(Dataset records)
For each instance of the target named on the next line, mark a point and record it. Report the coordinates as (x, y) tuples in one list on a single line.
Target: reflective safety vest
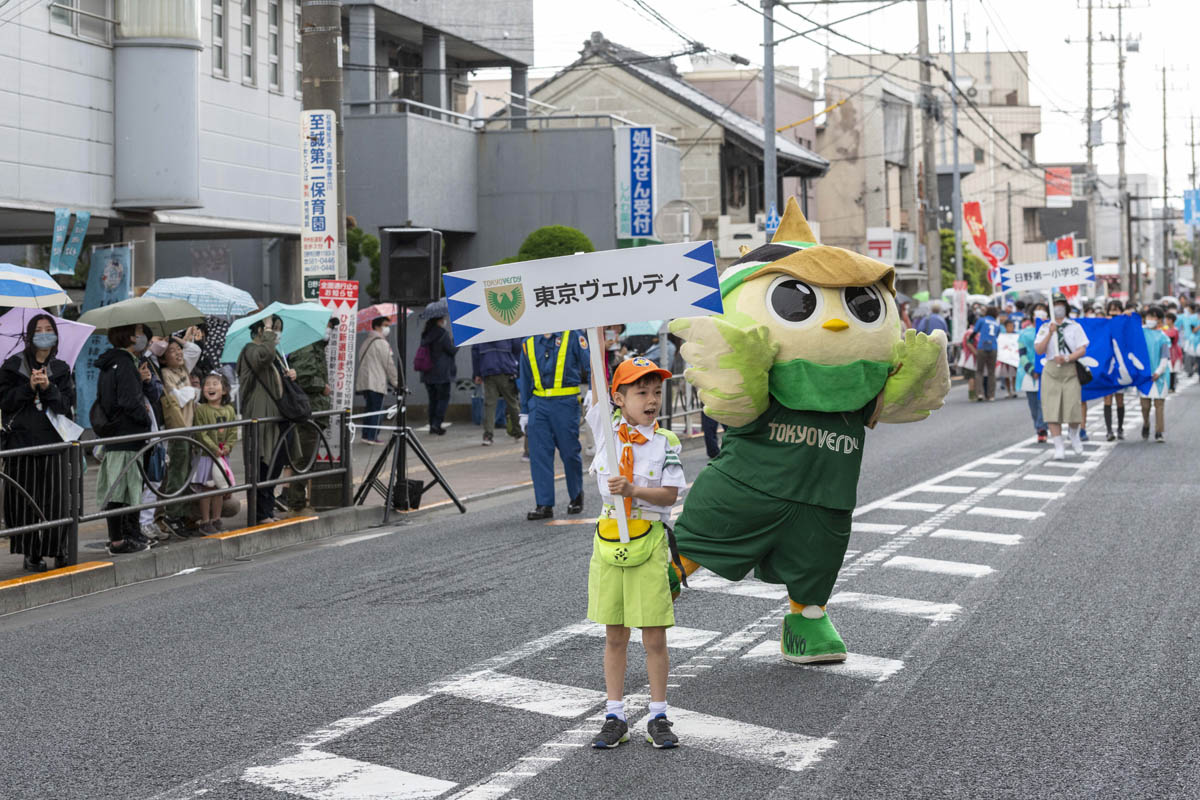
[(557, 390)]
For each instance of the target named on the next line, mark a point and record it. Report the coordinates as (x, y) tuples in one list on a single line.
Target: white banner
[(1047, 275), (583, 290), (318, 198)]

Exercise instructions - Output the records exactly, pictures excluded.

Solution to the exercise -
For each instance of the target named on the next line, mark a point and record it. Report the coordinates as (x, y) tuples in one list on a single line.
Target: reflective safety vest
[(557, 390)]
For each instance of the target named on the next line, mark a point and record it. Report the coordinates as (x, y) tuples in one list on a single line.
Target: white banner
[(1047, 275), (583, 290), (318, 198)]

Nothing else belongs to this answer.